Texto proporcionado:
La última locura de mis días de bebedora ocurrió después de que mi hijo se fue de casa para asistir a la universidad. Un fin de semana en que fui a visitarle, me llevé conmigo todo el dinero que me quedaba y compré un motel cerca de la ciudad universitaria. Era una “cura geográfica”; tenía la esperanza de que ‘ cambiando de residencia y de forma de vida, podría olvidarme de mí misma.
Durante el primer año, mientras trabajaba en la restauración de la vieja casa de campo y las siete cabañas anexas, logré dejar de beber. Sin embargo, me estaba pasando algo nuevo. Cuando regresé a Nueva York para una visita, fui a consultar con mi doctor, a quien le agradó ver que había perdido 30 libras.
“¿,Qué has estado haciendo?” me preguntó.
Le dije, “Creo que he cambiado de adicciones.” “¿Qué quiere decir eso’?” “He sustituido la adicción al alcohol por la adicción a los tranquilizantes.” “Tonterías,” me replicó “no se puede tener adicción a los tranquilizantes.” En aquella época, los tranquilizantes eran un medicamento relativamente nuevo. Ahora los médicos saben lo que yo ya sabía entonces. No podía limitar la cantidad de medicación que tomaba a la recetada por el médico.

Tu tarea: Retoma el relato sobre la adicción al alcohol y a los tranquilizantes y continúalo a partir de su última oración.

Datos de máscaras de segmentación

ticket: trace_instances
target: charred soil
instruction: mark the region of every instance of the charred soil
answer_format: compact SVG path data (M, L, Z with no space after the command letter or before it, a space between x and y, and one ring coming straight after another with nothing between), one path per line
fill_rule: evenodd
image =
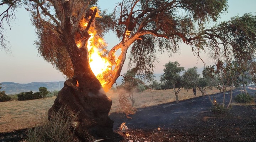
M181 117L169 128L129 129L117 131L128 142L255 142L256 105L235 105L227 114L200 113Z
M254 94L255 90L249 92ZM238 93L237 91L234 95ZM217 93L211 97L220 102L222 95ZM226 97L228 102L228 94ZM256 104L233 102L229 112L220 115L213 114L210 109L211 106L208 97L202 96L177 104L168 103L138 109L130 116L132 119L123 114L112 113L110 117L114 121L113 129L122 137L101 142L255 141ZM120 131L119 127L123 122L128 129ZM21 137L26 136L25 131L0 133L0 142L19 141Z

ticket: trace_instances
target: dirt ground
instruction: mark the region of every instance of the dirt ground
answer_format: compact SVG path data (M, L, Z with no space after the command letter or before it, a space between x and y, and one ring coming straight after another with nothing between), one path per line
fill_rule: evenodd
M253 88L249 89L254 94ZM234 96L239 91L234 92ZM229 100L226 95L226 104ZM222 102L223 94L211 96ZM255 142L256 104L239 104L232 102L231 108L225 114L212 113L207 96L139 109L132 119L122 114L112 114L114 129L129 142ZM118 130L126 122L128 128ZM129 134L128 136L126 134ZM130 141L130 142L132 141Z
M248 90L251 94L255 91ZM235 91L234 95L239 93ZM217 93L211 97L220 102L222 95ZM226 97L227 102L228 94ZM209 109L211 104L208 97L200 96L177 104L168 103L138 108L135 114L130 116L132 119L122 113L112 113L110 117L114 121L113 129L121 137L101 142L255 142L256 104L233 102L231 104L228 113L214 114ZM128 129L120 131L123 122ZM26 130L0 133L0 142L18 141Z
M228 114L209 111L188 119L180 118L169 128L128 129L117 131L122 142L255 142L256 105L235 105Z

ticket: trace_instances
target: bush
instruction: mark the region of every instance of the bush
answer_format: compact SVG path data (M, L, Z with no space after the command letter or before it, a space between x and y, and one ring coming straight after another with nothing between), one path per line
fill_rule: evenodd
M15 95L9 95L11 97L11 101L13 101L14 100L18 100L17 94L15 94Z
M11 100L10 97L4 93L0 93L0 102L10 101Z
M77 114L72 116L71 115L65 115L59 111L57 113L53 113L51 115L52 117L49 120L48 114L47 112L46 116L43 117L40 126L28 130L25 141L73 141L75 130L72 124L74 122L74 119Z
M214 114L224 114L228 112L229 110L228 109L225 108L218 104L213 105L210 110Z
M238 103L247 103L254 102L254 97L248 94L239 94L235 96L234 99L235 102Z
M145 85L144 84L138 84L138 86L136 87L137 89L138 90L138 91L139 92L143 92L145 90L146 90L146 88L145 88Z
M33 93L32 91L30 92L21 92L17 95L18 100L26 100L41 99L42 97L40 93L36 92Z

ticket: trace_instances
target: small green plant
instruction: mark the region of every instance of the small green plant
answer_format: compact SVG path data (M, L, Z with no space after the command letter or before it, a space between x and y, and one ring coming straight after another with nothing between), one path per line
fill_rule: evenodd
M40 126L28 130L26 139L24 141L73 141L75 130L73 124L75 123L74 119L77 114L72 116L62 112L64 111L59 111L53 113L49 120L47 115L43 116ZM46 114L48 114L48 113Z
M254 97L249 94L239 94L235 97L234 99L236 102L238 103L245 104L254 102Z
M225 108L222 105L216 104L215 105L213 105L210 110L214 114L222 114L228 112L229 109Z

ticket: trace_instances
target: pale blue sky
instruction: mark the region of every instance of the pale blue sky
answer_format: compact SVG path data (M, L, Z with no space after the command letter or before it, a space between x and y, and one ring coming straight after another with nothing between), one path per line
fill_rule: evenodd
M112 12L115 4L120 1L98 0L98 4L102 9L107 9ZM255 0L230 0L228 5L228 13L222 15L220 21L228 20L230 17L238 14L242 16L245 13L256 12ZM0 7L0 10L3 10ZM57 71L38 55L33 45L36 36L29 13L24 9L20 9L17 10L16 16L11 31L7 28L6 32L7 39L11 42L12 54L7 54L4 50L0 51L0 82L12 82L21 83L64 81L61 72ZM105 40L110 47L119 42L113 34L107 34L105 37ZM197 61L189 47L183 44L181 47L180 55L177 54L170 58L166 55L159 55L160 62L156 66L155 73L162 73L163 65L169 61L177 60L182 66L185 67L185 69L194 66L198 68L203 67L203 64L200 60ZM207 57L204 57L204 60L207 63L211 62ZM122 73L126 72L126 68L124 66Z

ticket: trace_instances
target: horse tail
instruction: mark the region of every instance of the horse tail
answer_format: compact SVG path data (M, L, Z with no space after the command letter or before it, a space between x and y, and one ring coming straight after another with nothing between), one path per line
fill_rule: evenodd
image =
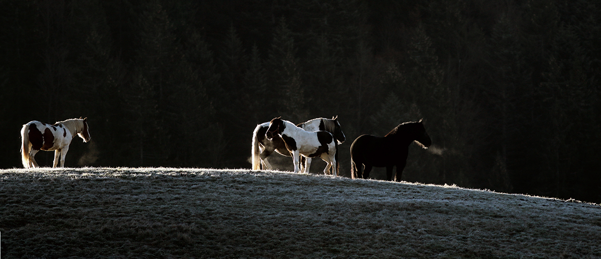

Respuesta final:
Mi declive fue abrupto. Una hospitalización en estado comatoso, causado por una mezcla de alcohol y tranquilizantes. Otra en un intento vano de acabar con mi adicción a los tranquilizantes. Una tercera por haber tomado una dosis excesiva de barbitúricos.
Esta última vez me atendió un siquiatra quien consiguió ingresarme en una clínica siquiátrica de Nueva York para una estancia de seis meses. Pero al salir, dada de alta del hospital, todavía no tenía la más mínima sospecha de que era alcohólica. Me dijeron que no bebiera, pero no me dijeron por qué no debía beber; eso me ofendió y, por supuesto, seguí bebiendo.
Entonces, comenzó un círculo vicioso en el que me vi presa durante tres meses: bebía hasta que me aterraba el alcohol y luego tomaba tranquilizantes hasta que estos también me aterraban. Llamé a un amigo que había pasado nueve meses sobrios en A.A. y le dije que estaba lista para probarlo. Menos de una semana después, me encontré en mi primera reunión, con una sensación tremendamente conmovedora y liberadora de haber vuelto a mi casa, de estar donde debía estar. Mirando alrededor de la sala, sentía lo diferente que esa gente era. Muchos de los enfermos que había conocido en el pasado, casi siempre trataban de adaptarse a su enfermedad. A diferencia, estos A.A. estaban haciendo un esfuerzo por recuperarse.
Eso yo también lo quería.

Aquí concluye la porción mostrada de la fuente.